((
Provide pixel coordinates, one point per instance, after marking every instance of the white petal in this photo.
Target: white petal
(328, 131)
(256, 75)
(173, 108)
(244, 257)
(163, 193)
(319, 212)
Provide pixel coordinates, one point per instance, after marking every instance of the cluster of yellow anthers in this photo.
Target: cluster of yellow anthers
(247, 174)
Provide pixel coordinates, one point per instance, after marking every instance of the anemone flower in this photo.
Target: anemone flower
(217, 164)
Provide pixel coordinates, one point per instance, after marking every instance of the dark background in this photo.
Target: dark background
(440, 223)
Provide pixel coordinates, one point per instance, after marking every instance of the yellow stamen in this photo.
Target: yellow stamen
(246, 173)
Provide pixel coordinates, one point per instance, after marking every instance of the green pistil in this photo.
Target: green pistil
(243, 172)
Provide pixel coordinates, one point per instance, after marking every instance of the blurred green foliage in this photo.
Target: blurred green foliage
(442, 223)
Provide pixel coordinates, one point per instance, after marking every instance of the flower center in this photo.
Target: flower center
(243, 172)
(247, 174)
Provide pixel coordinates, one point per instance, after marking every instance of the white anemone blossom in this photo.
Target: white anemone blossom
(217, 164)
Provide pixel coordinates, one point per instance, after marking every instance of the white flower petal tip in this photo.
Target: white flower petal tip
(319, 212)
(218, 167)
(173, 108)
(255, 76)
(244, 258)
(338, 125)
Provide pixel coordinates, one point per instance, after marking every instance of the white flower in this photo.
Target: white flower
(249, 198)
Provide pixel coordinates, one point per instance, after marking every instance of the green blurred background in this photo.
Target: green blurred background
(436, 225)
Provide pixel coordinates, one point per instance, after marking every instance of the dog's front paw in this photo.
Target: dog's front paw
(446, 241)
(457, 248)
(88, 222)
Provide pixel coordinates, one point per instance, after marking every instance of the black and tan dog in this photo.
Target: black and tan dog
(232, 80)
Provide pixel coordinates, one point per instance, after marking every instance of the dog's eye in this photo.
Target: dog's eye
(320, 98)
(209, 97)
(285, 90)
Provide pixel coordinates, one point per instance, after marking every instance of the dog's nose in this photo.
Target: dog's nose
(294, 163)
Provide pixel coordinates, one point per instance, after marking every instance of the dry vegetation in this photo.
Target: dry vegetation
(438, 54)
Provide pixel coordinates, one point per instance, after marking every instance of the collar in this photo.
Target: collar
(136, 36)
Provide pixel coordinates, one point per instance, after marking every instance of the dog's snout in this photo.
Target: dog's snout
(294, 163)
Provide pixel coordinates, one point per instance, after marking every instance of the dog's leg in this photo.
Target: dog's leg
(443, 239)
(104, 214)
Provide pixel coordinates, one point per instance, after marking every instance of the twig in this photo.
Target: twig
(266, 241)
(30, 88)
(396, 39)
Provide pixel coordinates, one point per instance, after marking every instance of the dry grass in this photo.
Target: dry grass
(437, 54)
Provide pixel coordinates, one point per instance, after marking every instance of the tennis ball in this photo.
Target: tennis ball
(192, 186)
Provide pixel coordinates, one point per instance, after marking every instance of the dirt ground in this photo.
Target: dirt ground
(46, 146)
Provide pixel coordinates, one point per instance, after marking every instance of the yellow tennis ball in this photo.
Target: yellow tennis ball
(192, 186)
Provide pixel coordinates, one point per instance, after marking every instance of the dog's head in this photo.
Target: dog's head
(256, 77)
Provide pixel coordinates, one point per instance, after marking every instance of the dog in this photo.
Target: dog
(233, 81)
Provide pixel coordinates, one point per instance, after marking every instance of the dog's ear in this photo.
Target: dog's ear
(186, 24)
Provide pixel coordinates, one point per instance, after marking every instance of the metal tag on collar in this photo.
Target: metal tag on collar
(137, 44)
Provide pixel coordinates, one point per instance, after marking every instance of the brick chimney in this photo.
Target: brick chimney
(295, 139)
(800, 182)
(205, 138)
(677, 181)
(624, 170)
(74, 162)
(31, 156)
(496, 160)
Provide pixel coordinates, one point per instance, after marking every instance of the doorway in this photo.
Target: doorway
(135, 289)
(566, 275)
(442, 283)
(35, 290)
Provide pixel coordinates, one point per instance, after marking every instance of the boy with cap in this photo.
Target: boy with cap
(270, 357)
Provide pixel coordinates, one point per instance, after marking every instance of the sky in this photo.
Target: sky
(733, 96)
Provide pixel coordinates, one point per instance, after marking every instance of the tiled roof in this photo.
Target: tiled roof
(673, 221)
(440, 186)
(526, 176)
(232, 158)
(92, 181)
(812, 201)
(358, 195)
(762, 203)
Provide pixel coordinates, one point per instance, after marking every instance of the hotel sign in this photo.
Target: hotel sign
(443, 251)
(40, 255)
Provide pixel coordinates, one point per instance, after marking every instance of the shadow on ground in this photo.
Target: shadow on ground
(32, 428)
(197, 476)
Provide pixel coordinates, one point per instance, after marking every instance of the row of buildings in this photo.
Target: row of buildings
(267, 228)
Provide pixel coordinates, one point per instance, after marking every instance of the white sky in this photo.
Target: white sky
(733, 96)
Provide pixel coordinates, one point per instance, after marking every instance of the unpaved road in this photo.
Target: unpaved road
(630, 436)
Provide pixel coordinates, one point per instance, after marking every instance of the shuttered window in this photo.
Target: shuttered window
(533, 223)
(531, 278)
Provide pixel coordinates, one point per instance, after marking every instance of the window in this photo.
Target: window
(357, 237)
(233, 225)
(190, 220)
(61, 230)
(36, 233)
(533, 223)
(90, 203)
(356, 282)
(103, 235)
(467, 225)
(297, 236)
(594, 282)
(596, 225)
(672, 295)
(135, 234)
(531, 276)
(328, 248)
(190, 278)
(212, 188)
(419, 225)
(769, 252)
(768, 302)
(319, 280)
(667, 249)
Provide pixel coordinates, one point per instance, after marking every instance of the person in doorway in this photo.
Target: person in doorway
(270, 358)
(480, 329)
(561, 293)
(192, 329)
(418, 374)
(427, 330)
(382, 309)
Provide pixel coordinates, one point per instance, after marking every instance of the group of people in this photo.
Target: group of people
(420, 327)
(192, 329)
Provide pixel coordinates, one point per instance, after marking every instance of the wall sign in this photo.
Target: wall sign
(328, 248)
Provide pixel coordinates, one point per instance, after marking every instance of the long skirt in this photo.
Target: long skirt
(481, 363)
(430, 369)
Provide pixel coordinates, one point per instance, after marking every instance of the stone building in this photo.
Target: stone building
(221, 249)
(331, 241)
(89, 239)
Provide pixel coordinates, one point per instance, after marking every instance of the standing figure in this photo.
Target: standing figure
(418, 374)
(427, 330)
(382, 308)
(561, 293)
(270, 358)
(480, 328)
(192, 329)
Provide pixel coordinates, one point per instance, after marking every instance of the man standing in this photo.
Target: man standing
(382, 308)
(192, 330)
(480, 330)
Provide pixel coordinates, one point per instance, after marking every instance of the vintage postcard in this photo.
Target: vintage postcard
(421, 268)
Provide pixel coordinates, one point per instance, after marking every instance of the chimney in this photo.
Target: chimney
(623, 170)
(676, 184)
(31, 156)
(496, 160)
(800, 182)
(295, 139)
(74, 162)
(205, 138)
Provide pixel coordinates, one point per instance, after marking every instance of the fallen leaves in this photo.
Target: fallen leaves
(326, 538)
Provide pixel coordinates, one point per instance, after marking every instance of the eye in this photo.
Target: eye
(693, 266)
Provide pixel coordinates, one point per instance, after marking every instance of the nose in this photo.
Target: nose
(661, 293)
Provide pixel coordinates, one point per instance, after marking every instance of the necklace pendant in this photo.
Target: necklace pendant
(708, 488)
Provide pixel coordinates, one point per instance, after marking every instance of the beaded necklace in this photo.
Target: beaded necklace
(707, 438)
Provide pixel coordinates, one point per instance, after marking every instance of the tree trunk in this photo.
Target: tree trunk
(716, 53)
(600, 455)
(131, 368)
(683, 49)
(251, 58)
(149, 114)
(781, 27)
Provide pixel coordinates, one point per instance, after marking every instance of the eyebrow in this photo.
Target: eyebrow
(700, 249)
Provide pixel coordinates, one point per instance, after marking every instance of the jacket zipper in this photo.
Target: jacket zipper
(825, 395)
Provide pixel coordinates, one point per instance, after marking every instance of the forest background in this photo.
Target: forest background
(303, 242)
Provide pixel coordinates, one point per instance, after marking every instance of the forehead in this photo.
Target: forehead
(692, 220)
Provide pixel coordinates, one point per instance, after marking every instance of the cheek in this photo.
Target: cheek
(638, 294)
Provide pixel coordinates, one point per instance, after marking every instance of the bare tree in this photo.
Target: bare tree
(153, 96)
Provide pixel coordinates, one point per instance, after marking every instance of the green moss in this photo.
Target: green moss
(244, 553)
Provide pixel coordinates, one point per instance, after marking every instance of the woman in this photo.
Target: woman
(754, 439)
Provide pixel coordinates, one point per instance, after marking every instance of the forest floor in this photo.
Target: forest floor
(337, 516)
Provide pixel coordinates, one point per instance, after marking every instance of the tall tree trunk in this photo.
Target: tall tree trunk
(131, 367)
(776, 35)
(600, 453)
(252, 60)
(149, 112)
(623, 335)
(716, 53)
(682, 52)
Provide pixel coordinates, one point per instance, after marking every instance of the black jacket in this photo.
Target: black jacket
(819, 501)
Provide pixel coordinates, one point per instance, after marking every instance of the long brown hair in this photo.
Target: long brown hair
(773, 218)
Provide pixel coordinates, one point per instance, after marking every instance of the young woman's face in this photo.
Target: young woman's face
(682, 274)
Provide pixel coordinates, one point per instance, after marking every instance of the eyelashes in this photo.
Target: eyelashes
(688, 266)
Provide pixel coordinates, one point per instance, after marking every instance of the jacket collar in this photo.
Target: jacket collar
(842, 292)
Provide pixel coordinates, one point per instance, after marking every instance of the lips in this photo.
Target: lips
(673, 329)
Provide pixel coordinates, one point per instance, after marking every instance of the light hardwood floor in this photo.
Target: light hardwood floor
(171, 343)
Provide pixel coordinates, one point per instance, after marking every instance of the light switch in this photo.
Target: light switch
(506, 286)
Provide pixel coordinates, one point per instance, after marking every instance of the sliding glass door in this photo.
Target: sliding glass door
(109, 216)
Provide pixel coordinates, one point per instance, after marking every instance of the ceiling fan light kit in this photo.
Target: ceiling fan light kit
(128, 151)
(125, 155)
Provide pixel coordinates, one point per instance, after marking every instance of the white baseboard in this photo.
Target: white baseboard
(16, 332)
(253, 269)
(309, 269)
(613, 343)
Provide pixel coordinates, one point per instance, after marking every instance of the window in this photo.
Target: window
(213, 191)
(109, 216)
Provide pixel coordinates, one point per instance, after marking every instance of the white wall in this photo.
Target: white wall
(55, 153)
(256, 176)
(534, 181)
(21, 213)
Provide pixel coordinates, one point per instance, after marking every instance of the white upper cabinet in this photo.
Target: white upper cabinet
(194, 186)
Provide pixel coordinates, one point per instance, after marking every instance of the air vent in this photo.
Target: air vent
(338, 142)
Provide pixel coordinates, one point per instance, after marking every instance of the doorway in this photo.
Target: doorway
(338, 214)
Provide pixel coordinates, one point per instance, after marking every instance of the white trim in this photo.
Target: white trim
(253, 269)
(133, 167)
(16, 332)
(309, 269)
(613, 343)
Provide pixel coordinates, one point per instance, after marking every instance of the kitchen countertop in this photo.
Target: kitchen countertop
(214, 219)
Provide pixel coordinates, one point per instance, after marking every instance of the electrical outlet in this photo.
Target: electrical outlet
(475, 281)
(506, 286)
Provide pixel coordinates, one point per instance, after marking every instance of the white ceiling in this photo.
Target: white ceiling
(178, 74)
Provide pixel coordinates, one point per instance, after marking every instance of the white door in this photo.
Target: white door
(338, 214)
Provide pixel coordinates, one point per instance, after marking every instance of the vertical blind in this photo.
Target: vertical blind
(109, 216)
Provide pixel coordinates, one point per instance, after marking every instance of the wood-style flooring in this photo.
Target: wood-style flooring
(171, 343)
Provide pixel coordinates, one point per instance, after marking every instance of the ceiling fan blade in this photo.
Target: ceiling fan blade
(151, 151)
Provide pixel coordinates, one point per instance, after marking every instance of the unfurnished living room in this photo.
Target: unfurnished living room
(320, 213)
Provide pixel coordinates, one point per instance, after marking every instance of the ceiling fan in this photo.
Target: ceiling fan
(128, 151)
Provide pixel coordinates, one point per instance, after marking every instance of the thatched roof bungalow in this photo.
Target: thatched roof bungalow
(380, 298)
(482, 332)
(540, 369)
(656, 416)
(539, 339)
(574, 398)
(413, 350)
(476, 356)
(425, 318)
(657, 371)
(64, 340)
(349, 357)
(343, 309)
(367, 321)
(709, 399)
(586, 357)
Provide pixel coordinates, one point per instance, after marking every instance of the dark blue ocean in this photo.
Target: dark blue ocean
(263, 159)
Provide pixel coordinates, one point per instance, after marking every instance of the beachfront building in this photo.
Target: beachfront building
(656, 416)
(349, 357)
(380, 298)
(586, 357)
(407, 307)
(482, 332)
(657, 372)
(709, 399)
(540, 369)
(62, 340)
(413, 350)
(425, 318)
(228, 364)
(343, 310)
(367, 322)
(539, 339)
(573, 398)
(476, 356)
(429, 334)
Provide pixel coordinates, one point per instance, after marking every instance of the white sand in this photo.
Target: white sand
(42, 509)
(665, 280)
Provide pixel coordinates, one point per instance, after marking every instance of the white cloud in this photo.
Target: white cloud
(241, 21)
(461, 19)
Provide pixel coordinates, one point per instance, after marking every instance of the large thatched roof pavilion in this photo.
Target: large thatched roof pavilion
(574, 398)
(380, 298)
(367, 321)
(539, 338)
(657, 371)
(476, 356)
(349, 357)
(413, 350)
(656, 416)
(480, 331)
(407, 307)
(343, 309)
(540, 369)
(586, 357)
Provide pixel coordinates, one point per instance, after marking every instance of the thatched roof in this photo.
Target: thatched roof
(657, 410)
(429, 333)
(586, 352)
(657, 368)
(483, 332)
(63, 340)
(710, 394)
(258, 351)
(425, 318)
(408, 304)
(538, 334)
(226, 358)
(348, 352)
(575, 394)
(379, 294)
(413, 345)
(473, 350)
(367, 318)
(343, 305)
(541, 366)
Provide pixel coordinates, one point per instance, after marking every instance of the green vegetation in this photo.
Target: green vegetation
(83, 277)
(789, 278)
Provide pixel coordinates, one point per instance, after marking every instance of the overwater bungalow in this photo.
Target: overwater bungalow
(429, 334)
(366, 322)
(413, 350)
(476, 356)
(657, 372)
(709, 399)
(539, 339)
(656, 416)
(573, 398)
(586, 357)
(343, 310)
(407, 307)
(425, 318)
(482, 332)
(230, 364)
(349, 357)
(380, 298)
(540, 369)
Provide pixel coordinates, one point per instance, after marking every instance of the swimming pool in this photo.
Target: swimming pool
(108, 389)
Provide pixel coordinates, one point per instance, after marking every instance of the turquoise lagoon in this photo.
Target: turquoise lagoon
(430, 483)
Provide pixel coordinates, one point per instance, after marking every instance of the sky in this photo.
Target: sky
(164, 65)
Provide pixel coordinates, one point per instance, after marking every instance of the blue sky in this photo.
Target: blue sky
))
Directions for this task: Please reproduce, exactly as they appear above, the lines from the line containing "Target: thatched roof bungalow" up to and including the line containing "ocean in this photo.".

Written answer:
Target: thatched roof bungalow
(380, 298)
(482, 332)
(540, 369)
(656, 416)
(539, 339)
(574, 398)
(413, 350)
(476, 356)
(425, 318)
(657, 371)
(64, 340)
(349, 357)
(343, 309)
(367, 321)
(709, 399)
(586, 357)
Provide pixel coordinates, one point per instance, after marking every instance of the dark blue ocean in this photo.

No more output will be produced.